**EXERCISE REQUIREMENTS:** Resume the article on winter skin care mistakes, picking up after its last sentence.
(TEXT FOR ANALYSIS Opens)
Are you making these four skin care mistakes?

Are you making these four skin care mistakes?

Between the drying effects of indoor heat and the frigid temperatures and blustery winds of winter outdoors, keeping your skin supple and soft this time of year can be challenging.

Dr. Latifah Sabree, a family medicine physician at Advocate Trinity Hospital in Chicago, says the number one habit for healthy skin year-round is drinking plenty of water every day. And when it comes to keeping your skin healthy in cold weather months, the next best thing you can do for your skin is use a humidifier in the rooms you use most.

“We hear all the time that the secret to beautiful, healthy skin is to moisturize, moisturize, moisturize,” Dr. Sabree says. “But moisturizer doesn’t always come in the form of a cream or lotion. Staying hydrated promotes healthy skin from the inside out and vice versa.”

Besides mild discomfort and itchiness, dry skin can lead to painful cracks, dermatitis, eczema and bacterial infection. Dr. Sabree recommends drinking six to eight glasses of water daily, as you would during warmer months. She also suggests using lip balm and body lotion when it’s cold out to protect the lips, hands, legs and feet against chapping.
(TEXT FOR ANALYSIS Closes)
(INFORMATION SUPPLIED Opens)
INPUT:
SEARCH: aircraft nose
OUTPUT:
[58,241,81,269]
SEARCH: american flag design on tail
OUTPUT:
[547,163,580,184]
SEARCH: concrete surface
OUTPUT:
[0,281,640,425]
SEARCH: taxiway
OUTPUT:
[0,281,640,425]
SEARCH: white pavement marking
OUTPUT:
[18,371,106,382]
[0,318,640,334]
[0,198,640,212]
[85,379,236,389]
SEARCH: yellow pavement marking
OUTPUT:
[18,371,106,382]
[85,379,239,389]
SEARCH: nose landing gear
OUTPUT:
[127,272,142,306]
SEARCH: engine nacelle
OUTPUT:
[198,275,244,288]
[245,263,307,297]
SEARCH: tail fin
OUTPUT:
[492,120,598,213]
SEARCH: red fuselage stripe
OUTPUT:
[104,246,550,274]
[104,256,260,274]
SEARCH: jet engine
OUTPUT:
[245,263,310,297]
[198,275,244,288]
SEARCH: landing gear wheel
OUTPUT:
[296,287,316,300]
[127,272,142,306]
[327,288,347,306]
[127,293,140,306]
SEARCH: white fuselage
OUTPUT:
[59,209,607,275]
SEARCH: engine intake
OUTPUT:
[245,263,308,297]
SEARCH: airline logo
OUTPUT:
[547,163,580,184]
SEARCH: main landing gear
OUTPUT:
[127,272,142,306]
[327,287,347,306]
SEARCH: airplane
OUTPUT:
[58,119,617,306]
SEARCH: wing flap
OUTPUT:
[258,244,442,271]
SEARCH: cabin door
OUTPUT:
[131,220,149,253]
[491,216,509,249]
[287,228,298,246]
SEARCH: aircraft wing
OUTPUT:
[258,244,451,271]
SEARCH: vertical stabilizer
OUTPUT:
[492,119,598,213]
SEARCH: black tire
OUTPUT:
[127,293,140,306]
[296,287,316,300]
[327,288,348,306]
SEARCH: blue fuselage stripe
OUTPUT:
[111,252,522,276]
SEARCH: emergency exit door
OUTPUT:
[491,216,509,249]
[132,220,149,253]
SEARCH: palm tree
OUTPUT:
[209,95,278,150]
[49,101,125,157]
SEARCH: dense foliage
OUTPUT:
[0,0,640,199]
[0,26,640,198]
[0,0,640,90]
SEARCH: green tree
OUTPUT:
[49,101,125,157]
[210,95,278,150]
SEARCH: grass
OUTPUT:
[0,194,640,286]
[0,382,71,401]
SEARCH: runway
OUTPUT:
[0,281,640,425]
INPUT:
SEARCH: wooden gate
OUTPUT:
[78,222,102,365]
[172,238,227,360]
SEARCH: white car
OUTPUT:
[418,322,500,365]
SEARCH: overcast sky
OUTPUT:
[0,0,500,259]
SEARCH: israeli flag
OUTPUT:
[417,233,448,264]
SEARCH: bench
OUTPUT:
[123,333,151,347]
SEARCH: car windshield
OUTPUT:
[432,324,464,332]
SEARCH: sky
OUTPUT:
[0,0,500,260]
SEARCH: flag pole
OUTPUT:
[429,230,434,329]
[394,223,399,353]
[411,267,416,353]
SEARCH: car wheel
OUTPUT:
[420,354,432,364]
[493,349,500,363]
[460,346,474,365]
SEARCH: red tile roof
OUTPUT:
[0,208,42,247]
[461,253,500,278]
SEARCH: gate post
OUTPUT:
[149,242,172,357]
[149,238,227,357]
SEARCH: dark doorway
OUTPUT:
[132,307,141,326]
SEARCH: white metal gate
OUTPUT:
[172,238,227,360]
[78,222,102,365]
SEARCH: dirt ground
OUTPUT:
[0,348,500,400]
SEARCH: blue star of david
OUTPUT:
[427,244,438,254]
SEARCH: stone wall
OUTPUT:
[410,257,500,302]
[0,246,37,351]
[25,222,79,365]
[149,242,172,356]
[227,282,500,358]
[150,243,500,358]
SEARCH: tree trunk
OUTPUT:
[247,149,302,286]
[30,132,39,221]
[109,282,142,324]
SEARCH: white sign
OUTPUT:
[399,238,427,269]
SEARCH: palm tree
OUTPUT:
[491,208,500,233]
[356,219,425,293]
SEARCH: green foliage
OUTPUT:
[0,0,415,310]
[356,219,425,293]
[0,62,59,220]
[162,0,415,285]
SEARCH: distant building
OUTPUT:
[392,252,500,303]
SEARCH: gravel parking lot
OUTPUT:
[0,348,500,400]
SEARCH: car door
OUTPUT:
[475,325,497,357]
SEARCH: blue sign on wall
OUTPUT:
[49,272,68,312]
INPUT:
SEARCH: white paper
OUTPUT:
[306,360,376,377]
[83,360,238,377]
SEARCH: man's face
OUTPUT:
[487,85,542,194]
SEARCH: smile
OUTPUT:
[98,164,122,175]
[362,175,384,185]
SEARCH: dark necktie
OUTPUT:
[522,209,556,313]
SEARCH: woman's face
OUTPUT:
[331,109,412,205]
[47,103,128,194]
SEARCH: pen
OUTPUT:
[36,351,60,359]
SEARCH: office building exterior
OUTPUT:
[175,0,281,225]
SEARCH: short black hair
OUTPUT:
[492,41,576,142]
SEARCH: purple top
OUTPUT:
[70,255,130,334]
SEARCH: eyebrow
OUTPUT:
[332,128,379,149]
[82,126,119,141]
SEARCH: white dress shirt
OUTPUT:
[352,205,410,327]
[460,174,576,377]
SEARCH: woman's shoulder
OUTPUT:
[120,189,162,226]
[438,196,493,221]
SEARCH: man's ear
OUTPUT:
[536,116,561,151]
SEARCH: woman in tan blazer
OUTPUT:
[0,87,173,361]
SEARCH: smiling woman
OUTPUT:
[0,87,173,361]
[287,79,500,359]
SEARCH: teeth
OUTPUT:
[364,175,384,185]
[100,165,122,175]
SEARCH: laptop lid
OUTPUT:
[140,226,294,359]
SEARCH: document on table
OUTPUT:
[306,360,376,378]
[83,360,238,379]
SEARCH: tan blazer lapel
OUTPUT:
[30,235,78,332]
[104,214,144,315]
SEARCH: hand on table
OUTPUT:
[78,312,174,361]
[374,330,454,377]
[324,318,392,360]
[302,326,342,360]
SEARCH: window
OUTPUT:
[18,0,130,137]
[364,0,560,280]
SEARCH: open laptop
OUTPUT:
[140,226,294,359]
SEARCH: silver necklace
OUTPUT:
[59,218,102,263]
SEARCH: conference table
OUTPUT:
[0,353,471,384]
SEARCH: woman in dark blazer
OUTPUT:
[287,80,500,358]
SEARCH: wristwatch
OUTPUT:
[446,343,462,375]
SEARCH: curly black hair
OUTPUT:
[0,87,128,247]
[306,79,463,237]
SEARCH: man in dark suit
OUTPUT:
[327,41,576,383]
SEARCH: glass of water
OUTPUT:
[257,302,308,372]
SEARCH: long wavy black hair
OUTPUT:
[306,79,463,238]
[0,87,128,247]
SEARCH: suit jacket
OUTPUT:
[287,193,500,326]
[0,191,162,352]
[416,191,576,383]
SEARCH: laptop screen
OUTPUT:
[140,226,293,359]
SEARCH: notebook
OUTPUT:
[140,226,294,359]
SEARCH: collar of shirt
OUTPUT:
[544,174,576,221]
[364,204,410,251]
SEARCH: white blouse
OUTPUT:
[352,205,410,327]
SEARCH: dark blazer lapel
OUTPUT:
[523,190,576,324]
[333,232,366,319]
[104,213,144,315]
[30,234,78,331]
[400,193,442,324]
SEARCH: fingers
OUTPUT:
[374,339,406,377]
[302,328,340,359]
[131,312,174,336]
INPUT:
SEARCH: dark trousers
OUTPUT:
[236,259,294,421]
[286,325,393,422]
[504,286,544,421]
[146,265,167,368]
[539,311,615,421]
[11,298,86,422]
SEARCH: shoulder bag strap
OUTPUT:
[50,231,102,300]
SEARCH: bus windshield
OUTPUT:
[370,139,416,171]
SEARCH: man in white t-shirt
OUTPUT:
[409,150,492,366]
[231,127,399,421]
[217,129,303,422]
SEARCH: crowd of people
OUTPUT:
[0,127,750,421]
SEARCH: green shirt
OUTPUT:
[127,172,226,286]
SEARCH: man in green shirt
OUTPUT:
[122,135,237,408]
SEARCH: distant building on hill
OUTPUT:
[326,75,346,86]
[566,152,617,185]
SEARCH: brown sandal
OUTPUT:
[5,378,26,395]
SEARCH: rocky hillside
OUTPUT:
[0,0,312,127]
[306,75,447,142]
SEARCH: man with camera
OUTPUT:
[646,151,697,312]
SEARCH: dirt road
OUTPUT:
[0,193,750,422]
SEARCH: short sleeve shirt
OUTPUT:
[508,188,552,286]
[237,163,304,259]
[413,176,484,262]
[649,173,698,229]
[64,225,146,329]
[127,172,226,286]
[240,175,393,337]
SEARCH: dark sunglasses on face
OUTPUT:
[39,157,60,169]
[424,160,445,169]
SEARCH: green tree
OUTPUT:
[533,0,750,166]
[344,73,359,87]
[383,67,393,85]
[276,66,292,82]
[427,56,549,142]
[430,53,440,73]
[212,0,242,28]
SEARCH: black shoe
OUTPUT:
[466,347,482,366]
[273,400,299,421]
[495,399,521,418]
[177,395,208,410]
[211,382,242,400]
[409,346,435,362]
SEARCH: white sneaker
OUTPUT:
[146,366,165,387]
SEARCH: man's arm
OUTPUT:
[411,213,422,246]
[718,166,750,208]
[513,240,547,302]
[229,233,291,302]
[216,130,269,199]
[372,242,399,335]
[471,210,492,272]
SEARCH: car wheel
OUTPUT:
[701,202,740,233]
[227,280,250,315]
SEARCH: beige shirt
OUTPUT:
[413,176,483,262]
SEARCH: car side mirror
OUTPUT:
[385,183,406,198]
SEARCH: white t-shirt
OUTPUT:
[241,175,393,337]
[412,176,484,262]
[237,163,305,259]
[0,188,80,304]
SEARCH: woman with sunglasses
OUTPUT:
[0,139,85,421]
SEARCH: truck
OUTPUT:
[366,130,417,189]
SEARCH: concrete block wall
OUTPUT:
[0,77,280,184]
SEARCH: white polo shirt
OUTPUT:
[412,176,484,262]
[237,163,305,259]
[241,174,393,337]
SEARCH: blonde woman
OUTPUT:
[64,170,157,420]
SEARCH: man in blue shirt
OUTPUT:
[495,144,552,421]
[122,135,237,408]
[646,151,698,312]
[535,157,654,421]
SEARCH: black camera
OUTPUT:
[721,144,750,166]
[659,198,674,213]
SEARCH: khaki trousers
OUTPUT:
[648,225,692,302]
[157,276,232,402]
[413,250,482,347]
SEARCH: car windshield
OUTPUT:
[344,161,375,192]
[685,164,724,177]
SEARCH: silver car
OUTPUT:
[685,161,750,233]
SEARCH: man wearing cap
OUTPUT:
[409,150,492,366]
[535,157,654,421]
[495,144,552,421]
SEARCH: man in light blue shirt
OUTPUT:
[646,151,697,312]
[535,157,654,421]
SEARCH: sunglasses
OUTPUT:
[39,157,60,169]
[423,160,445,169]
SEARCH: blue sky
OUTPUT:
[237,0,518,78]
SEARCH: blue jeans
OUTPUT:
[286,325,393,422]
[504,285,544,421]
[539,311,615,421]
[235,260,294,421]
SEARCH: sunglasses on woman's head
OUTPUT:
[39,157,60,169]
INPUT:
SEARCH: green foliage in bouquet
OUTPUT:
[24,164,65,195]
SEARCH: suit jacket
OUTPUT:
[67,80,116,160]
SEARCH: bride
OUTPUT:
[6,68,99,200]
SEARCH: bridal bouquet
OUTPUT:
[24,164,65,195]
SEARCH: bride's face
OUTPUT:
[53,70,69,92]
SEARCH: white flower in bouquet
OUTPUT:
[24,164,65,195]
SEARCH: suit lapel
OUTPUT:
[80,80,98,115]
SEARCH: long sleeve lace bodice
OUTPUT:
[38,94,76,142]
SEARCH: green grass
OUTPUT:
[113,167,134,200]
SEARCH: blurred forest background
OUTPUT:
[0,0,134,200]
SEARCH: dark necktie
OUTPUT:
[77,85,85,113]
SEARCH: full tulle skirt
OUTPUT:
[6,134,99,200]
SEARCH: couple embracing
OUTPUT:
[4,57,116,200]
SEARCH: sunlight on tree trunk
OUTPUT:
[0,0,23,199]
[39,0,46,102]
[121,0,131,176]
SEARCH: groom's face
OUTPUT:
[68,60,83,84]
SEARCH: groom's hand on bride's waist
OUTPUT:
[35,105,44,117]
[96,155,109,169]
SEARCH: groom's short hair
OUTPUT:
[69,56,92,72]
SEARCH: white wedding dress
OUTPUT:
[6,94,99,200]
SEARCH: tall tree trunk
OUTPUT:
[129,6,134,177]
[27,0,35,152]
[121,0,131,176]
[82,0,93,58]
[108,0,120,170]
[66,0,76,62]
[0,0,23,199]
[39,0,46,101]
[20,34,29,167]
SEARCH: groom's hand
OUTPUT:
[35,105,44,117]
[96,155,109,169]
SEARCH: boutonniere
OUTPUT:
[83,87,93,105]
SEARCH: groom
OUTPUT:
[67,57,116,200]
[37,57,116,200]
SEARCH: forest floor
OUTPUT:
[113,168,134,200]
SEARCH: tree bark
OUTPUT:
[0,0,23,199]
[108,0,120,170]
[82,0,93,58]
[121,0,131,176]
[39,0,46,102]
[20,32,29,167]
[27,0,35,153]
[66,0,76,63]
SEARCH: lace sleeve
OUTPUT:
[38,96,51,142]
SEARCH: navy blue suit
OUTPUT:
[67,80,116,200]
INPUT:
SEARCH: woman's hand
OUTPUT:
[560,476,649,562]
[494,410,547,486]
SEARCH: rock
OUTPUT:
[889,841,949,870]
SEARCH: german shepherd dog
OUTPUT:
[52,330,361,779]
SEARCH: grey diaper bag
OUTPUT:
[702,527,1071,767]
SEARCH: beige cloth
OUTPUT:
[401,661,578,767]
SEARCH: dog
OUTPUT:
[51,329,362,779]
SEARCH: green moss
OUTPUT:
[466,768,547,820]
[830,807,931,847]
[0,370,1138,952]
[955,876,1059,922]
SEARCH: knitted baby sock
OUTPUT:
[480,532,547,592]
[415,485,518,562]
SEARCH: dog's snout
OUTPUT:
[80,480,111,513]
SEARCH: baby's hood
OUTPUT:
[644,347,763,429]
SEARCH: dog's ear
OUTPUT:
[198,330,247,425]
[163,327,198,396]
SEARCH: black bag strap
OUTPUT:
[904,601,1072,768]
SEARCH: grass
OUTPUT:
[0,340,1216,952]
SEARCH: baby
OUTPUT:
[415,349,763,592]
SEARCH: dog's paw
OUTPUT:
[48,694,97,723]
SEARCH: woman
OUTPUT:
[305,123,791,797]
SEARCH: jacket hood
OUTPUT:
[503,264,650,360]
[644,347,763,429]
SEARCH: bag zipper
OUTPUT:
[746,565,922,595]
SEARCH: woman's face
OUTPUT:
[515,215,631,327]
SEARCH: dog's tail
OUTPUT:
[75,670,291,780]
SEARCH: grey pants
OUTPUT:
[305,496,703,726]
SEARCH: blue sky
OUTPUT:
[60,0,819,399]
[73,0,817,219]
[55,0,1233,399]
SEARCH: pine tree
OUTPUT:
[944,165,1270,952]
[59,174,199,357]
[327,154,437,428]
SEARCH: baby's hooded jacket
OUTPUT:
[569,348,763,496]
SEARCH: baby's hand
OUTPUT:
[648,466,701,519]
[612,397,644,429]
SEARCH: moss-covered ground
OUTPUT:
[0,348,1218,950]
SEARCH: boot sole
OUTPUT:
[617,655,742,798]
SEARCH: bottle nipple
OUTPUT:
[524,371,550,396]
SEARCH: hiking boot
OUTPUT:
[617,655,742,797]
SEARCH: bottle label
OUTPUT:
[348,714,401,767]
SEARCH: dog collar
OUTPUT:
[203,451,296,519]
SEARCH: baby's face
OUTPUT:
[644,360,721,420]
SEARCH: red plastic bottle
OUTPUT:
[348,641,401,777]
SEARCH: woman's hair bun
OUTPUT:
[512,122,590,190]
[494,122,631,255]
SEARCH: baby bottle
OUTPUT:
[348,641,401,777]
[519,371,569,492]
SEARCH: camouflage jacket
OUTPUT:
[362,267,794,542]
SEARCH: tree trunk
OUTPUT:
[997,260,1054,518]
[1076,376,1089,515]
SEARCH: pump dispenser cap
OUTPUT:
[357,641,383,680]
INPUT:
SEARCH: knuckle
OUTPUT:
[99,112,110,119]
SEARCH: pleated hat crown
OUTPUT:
(INFORMATION SUPPLIED Closes)
**ANSWER FOR THIS EXERCISE:**
And speaking of body lotion, Dr. Sabree stresses that lotion is a more effective moisturizer than straight petroleum jelly or mineral oil, which do not contain water. “It’s important to protect the skin with something that contains water. If you want to use an oil, use a nut butter or glycerin-based lotion. Or apply oil on top of your lotion as an extra barrier to lock moisture in,” she says.

Additionally, Dr. Sabree says avoiding these common mistakes will help boost the moisture quotient in your skin this winter:

  • Avoid over-exfoliating: Sloughing-off thick, dry skin may seem like an appropriate way to bring a healthy glow back to your skin. But if your skin appears to be slightly red, cracked or irritated, scrubbing too hard may cause more harm than good.
  • Don’t bathe in super-hot water: While thoughts of a long, hot bath or shower on a freezing cold day may sound cozy, your skin won’t feel as good. Hot water actually robs skin of its moisture, making it more likely to flake, crack and peel. Treat your skin to warm water, and it will thank you.
  • Don’t let lotions work alone: Keeping the skin moisturized with lotion is a good practice for healthy skin. So, it may make sense to continuously slather lotion onto dry skin to restore its supple feeling. Because indoor heat dries the air, it can also shorten the effects of your lotion. If your normal dose of lotion doesn’t seem to be enough, add a humidifier to your room.
  • Don’t apply lip balm with your fingers: A little dab of lip balm can help keep chapped lips at bay. However, using your fingers to apply it is a no-no because that can spread germs.

Dr. Sabree suggests seeing your physician if you experience severe itching or have dry, itchy skin that does not get better within two weeks, as these could be symptoms of skin disorders that may require specific treatments.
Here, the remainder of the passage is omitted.